Amazon Is Creating a National Inbound Network
A new type of facility, the national Inbound Cross-Dock, that has appeared in 2024 plays a key role in the buildout of Supply Chain by Amazon and also aids their regionalization strategy.
In his 2023 letter to shareholders, Amazon CEO Andy Jassy noted that “Our inbound fulfillment architecture and resulting inventory placement are areas of focus in 2024, and we have optimism there’s more upside for us.”
As promised, Amazon has been hard at work creating an entirely new inbound receiving network—something that is only beginning to be mentioned in the press, and which, to my knowledge, hasn’t been yet covered as a systemic development.
In Q1 of 2024, they had precisely 2 Inbound Cross-Docking Facilities (IXDs) over 1 million square feet in size, according to MWPVL: one was co-located with a Kariba facility, and one an “upstream storage” facility in PA—certainly no normal IXD. As we explain in our “Brief Primer on Amazon’s Distribution Network,” IXDs are the first step in Amazon’s distribution network, the place where goods are received and prepped for Fulfillment Centers (FCs). They are meant to be true cross-docks, not storage facilities: goods are received through one set of bay doors, and go right back out to FCs on the other side of bay doors. Most are in the range of 600,000 square feet.
Yet just in the last couple of months, I count twelve such IXD facilities of either 1 million or more square feet that have opened. No doubt there are more in development that are not on this list. Supply chain analyst Marc Wulfraat believes that Amazon will build 24 of these in total. IXD growth will account for an outsized share of the overall growth of Amazon’s footprint in 2024.

◆ **REQUIRED WORK**
1. In the article on Amazon's inbound network, how large are most Inbound Cross-Docking Facilities?
2. Write the next few paragraphs of the article on Amazon's inbound network, picking up after its final sentence.

◆ **EXTRACTED DATA**
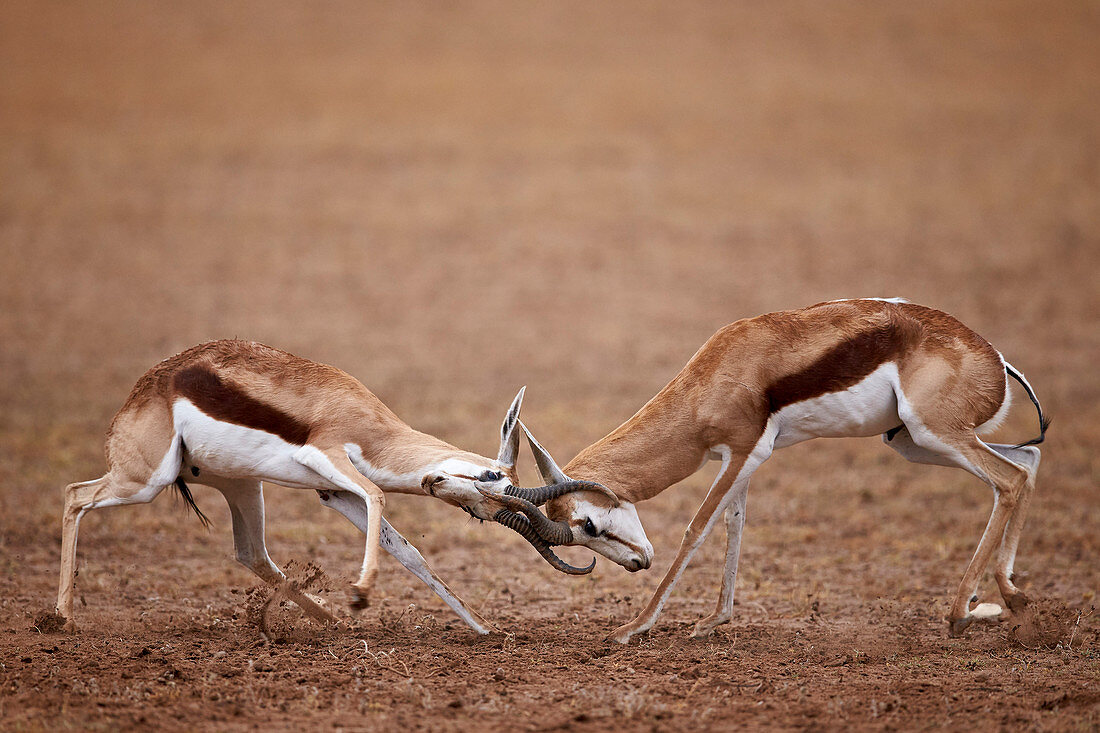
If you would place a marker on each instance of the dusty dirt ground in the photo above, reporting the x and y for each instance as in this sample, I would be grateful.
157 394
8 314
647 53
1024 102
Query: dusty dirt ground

◆ **ANSWERS FOR THE EXERCISE**
1. Around 600,000 square feet.

2.
These facilities are new kinds of IXDs that Amazon is rolling out: national IXDs (or nIXDs). What have served thus far as IXDs will transition to being regional IXDs (or rIXDs), tasked with stocking a set turf of FCs in their region.
What then is the purpose of these new nIXDs? According to Wulfraat, they are a key component in the buildout of Supply Chain by Amazon:
A lot of the large domestic vendors of branded products that ship on Amazon are now moving goods into these nIXD buildings, which are essentially large, holding tanks for inventory—many thousands of pallet positions per building.
Supply Chain by Amazon is the company’s effort to become an end-to-end logistics service for its vendors: they pick up inventory directly from seller manufacturers, cross borders, store and replenish inventory—they do it all. It poses a massive challenge to larger retailers, in that the smaller foreign vendors that typically deal with a Walmart or a Target can compete in the American market more directly. The larger nIXDs can, in theory, serve to handle the extra inventory that Supply Chain by Amazon requires.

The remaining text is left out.